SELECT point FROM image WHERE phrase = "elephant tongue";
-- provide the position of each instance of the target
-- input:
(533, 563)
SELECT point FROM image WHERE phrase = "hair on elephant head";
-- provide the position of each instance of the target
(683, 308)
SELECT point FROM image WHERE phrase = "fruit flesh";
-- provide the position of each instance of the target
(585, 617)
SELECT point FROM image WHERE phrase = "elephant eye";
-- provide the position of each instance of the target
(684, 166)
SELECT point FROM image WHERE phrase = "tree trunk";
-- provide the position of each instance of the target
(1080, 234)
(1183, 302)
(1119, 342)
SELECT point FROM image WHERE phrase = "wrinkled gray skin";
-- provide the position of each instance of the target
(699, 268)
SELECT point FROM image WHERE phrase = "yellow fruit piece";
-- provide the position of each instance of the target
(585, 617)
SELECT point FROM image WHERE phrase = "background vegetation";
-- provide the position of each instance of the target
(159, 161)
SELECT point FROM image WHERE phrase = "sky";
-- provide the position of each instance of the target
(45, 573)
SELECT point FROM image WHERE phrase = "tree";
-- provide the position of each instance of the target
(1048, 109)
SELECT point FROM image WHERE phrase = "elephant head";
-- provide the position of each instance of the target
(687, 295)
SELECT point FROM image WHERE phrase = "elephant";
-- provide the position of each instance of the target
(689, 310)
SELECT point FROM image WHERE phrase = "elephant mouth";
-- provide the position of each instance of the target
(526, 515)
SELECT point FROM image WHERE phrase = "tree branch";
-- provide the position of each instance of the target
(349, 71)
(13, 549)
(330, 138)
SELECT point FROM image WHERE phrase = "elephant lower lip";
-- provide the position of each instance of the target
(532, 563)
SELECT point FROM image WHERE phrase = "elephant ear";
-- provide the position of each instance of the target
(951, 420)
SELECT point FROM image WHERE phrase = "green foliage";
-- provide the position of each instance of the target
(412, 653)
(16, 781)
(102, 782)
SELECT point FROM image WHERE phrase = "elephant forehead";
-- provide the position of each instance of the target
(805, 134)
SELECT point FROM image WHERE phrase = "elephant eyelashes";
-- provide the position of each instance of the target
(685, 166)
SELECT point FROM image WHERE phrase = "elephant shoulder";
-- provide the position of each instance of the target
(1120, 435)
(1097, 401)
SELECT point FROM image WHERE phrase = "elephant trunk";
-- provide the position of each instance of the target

__________

PROBLEM TO WORK ON: Give an exact copy of all the data shown above.

SOLUTION FOR THIS EXERCISE:
SELECT point FROM image WHERE phrase = "elephant tongue";
-- provide the position of each instance of the target
-- input:
(533, 563)
SELECT point FROM image WHERE phrase = "hair on elephant head";
-- provide the position of each instance of the target
(683, 308)
SELECT point FROM image WHERE phrase = "fruit flesh";
-- provide the position of each instance of the target
(585, 617)
SELECT point FROM image WHERE phrase = "elephant eye";
-- provide the position of each instance of the target
(684, 166)
SELECT point FROM image WHERE phrase = "tree trunk";
-- provide the position of each instance of the target
(1080, 234)
(1183, 302)
(1119, 342)
SELECT point FROM image WHERE phrase = "wrinkled gray skin";
-- provide the position of each instance of the target
(699, 268)
SELECT point FROM image WHERE phrase = "yellow fruit piece";
-- provide the position of each instance of the target
(585, 617)
SELECT point FROM image WHERE phrase = "background vegetation";
-- provide the position of each instance of the target
(159, 161)
SELECT point FROM image WHERE phrase = "sky";
-- provide the position of each instance of the target
(45, 573)
SELECT point FROM image WHERE phrase = "tree";
-- provide the position of each instance of the target
(1048, 109)
SELECT point FROM image WHERE phrase = "elephant head";
-- provide the position of each instance of the target
(687, 295)
SELECT point FROM image WHERE phrase = "elephant";
-- provide the position of each instance of the target
(689, 310)
SELECT point FROM image WHERE phrase = "elephant mouth";
-- provide the position of each instance of the target
(526, 515)
SELECT point FROM image WHERE phrase = "tree branch";
-- provide the position of each instance of the target
(349, 71)
(13, 549)
(330, 138)
SELECT point FROM image WHERE phrase = "elephant lower lip";
-- provide the position of each instance of the target
(532, 563)
SELECT point FROM image WHERE phrase = "elephant ear";
-- provide the position of each instance of the target
(951, 420)
SELECT point FROM image WHERE phrase = "green foliage";
-- provide the position of each instance of the target
(412, 653)
(16, 781)
(102, 782)
SELECT point FROM image WHERE phrase = "elephant forehead";
-- provide the position of each instance of the target
(805, 134)
SELECT point FROM image WHERE phrase = "elephant eyelashes";
-- provide the position of each instance of the target
(685, 166)
SELECT point FROM image WHERE phrase = "elephant shoulder";
-- provide the position of each instance of the target
(1120, 435)
(1097, 401)
SELECT point FROM image WHERE phrase = "elephant trunk";
-- provide the position of each instance of the target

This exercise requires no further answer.